(Directive): Copy the lines below verbatim, but only from the line containing "of the coiled" through the end of the data.

(Input):
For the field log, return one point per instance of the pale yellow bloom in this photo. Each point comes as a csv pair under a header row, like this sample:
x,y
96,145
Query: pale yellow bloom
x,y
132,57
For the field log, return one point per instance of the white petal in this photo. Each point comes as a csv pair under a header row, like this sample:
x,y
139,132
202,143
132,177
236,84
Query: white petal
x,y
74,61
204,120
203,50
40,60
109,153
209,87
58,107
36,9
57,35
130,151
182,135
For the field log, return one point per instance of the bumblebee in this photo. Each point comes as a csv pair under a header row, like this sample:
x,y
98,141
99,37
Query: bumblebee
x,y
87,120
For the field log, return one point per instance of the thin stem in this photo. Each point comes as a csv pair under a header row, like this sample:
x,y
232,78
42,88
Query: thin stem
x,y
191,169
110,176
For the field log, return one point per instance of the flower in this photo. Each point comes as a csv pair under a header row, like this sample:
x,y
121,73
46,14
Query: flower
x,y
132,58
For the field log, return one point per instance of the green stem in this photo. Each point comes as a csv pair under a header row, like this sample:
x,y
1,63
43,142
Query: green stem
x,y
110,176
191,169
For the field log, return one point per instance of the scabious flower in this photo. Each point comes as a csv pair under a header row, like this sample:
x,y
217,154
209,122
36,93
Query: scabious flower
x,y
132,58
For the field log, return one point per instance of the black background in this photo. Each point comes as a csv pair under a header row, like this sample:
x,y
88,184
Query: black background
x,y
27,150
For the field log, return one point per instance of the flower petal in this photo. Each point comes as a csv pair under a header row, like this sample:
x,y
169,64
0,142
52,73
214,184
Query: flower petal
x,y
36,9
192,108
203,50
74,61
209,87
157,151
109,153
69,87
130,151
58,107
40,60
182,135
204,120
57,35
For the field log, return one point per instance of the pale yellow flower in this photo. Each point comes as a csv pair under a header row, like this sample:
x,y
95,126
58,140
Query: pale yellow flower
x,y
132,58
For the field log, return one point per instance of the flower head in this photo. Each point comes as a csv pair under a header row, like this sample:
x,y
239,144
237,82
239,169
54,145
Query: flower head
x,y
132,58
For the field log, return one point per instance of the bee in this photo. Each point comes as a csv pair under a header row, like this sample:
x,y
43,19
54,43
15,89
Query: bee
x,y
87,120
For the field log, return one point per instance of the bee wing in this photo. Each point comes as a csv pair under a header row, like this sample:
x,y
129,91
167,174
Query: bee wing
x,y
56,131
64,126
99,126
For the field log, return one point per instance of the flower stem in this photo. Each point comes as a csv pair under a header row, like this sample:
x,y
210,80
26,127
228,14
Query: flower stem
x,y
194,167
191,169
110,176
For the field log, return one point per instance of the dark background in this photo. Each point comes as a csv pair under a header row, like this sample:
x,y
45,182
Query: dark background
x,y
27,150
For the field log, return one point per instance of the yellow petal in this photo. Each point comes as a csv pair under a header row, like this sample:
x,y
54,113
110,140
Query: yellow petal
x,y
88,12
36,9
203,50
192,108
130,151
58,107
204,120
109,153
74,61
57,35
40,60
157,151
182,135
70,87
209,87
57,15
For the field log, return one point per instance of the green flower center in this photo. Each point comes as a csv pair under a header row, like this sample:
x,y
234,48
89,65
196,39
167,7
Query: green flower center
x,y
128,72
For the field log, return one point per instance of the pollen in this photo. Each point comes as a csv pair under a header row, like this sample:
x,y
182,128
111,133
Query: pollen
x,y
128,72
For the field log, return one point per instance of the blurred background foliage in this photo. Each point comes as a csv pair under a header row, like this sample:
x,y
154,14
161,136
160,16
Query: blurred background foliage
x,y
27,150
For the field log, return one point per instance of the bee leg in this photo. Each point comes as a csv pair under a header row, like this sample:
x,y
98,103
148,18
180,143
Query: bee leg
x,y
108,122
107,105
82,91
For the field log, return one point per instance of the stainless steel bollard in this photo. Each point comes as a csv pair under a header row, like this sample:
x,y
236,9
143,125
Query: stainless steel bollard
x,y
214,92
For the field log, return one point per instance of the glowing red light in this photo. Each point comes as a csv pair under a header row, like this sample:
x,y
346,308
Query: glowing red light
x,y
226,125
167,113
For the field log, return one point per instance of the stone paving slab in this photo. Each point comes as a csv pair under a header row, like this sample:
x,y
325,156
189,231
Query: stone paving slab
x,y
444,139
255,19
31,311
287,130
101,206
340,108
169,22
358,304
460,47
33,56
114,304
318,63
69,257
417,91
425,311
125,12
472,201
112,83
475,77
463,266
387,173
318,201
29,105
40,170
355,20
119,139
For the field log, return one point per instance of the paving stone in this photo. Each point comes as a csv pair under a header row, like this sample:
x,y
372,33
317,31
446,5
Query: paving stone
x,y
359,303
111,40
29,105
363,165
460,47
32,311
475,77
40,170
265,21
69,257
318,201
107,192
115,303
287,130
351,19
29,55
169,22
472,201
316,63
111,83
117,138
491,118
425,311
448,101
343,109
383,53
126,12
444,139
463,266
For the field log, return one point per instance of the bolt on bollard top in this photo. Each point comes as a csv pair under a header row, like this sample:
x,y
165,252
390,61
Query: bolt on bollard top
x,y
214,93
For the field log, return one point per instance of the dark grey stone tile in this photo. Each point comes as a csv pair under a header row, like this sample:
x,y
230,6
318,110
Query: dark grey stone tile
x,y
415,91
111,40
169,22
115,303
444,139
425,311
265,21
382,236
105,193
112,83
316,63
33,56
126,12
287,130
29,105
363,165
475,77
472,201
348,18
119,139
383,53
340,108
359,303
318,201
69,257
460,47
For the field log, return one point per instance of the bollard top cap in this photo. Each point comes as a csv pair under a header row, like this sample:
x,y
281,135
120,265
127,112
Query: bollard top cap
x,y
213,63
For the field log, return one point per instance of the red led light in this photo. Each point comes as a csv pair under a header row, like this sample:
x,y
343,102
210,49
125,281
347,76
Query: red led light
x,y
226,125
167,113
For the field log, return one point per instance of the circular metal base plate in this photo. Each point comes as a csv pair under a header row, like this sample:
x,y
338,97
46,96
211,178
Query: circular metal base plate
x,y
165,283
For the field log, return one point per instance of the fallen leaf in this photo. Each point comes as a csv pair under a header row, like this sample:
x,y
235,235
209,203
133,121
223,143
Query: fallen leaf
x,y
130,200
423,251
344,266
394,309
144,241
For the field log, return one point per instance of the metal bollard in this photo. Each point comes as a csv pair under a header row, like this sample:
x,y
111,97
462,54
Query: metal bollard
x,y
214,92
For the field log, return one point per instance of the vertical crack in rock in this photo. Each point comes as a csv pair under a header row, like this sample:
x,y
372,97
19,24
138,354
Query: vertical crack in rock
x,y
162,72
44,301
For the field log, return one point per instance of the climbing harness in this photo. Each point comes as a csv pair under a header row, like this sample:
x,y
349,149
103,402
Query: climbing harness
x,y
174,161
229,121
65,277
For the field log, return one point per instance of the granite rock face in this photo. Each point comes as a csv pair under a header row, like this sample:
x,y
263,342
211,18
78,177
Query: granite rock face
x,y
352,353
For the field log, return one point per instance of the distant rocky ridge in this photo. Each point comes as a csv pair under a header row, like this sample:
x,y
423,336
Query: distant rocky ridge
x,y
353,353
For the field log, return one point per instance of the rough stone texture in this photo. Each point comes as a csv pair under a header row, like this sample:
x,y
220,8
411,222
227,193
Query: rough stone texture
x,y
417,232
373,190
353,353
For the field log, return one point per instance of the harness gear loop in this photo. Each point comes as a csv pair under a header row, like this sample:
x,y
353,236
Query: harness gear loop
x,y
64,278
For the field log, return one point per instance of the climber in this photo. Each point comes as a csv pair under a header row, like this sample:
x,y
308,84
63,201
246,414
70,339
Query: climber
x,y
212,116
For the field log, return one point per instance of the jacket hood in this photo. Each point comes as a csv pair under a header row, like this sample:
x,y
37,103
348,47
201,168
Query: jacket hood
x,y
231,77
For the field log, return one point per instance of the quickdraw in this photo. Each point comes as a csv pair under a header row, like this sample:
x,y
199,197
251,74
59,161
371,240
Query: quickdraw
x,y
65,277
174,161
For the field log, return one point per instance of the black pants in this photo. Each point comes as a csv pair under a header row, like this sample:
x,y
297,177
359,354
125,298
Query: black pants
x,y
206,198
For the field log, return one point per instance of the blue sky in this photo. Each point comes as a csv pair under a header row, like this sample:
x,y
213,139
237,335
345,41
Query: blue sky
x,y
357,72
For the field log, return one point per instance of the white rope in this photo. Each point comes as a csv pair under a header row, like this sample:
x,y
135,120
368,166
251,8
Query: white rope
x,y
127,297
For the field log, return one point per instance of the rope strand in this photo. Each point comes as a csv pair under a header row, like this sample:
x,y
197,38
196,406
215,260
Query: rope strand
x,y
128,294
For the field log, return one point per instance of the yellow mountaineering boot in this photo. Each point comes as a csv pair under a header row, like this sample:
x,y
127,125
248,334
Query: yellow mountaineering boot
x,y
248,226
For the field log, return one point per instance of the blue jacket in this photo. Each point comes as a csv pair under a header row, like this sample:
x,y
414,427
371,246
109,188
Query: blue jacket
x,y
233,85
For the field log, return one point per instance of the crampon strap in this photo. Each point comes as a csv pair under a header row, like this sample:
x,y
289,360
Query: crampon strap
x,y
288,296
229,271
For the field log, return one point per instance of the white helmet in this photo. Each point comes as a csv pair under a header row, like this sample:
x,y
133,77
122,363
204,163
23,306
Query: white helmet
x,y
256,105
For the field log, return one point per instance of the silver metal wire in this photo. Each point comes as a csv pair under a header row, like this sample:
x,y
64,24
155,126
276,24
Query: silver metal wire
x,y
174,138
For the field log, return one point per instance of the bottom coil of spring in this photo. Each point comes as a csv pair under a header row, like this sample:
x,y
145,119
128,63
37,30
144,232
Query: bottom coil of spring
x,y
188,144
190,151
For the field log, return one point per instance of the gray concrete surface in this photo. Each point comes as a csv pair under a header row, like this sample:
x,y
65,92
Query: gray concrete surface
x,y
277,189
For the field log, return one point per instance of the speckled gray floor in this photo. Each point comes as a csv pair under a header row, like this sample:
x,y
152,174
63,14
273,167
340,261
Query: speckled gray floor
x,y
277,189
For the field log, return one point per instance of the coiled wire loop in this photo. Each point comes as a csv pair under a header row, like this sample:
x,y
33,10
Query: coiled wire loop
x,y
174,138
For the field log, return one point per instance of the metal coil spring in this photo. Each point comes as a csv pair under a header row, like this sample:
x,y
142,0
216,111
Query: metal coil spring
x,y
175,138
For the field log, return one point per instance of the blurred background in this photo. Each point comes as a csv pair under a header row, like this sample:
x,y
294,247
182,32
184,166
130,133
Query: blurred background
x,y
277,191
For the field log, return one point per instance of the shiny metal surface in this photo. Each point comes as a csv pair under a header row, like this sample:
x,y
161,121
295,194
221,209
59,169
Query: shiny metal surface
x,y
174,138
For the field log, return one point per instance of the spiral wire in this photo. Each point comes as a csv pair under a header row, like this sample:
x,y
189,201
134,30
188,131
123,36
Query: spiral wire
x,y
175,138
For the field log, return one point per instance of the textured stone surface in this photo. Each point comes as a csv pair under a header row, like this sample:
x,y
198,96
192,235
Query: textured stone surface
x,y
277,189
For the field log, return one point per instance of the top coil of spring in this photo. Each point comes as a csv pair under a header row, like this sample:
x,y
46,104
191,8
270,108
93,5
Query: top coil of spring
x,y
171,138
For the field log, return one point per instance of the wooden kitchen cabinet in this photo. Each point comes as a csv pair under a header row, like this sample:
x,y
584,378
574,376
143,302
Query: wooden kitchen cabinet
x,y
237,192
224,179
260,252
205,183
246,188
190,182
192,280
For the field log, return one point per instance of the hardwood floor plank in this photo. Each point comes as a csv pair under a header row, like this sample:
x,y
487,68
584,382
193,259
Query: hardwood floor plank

(Exercise solution):
For the field log, return one point per instance of the coiled wire loop in this photo. Each point comes as a csv pair under a header row, like this sample:
x,y
33,10
Query: coiled wire loop
x,y
174,138
For the field log, return one point per instance of the metal coil spring in this photo. Each point comes as a csv pair under a header row, like this sample:
x,y
142,0
216,111
Query: metal coil spring
x,y
175,138
For the field log, return one point per instance of the blurred background in this photo. Each point comes as a csv pair under a header row, like this sample:
x,y
294,247
182,32
184,166
130,133
Query: blurred background
x,y
277,191
For the field log, return one point per instance of the shiny metal surface in this photo. Each point comes as a csv pair under a header row, like this sample:
x,y
161,121
295,194
221,209
59,169
Query: shiny metal surface
x,y
174,138
For the field log, return one point per instance of the spiral wire in this photo. Each point comes as a csv pair under a header row, like this sample:
x,y
189,201
134,30
188,131
123,36
Query: spiral wire
x,y
175,138
For the field log, return one point per instance of the textured stone surface in this photo. Each point comes as a csv pair under a header row, like this sample:
x,y
198,96
192,235
Query: textured stone surface
x,y
277,189
For the field log, return one point per instance of the top coil of spring in this photo. Each point comes as a csv pair under a header row, like this sample:
x,y
46,104
191,8
270,108
93,5
Query: top coil of spring
x,y
171,138
For the field log, return one point per instance of the wooden kitchen cabinet in this photo. Each point comes as a csv pair under a header row, like this sample:
x,y
584,378
574,376
143,302
Query: wooden kitchen cabinet
x,y
237,192
224,179
260,252
205,183
246,188
190,182
192,280
For the field log, return one point per instance of the hardwood floor plank in this photo. Each point comes as a csv pair under a header row, like this sample:
x,y
487,68
584,382
193,259
Query: hardwood floor plank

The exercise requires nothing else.